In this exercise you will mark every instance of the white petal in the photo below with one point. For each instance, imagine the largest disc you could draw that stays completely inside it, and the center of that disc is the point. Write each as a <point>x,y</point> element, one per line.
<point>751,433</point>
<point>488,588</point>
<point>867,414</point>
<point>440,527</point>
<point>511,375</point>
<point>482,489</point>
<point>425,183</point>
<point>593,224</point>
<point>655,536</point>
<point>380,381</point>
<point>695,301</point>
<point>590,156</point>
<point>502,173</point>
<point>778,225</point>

TASK BRIEF:
Present every line of the data above as a numbered list, omitting any blank lines.

CORRECT ANSWER:
1. In this exercise you will mark every instance of the white petal in the photo below with one point. For each instance, imagine the largest disc you could draw that stays completely inside it, and the center of that disc is the point. Write each as a <point>x,y</point> element, one per line.
2. <point>751,433</point>
3. <point>488,588</point>
4. <point>867,414</point>
5. <point>440,527</point>
6. <point>511,375</point>
7. <point>482,489</point>
8. <point>425,183</point>
9. <point>593,224</point>
10. <point>655,536</point>
11. <point>380,381</point>
12. <point>695,301</point>
13. <point>590,156</point>
14. <point>502,173</point>
15. <point>778,225</point>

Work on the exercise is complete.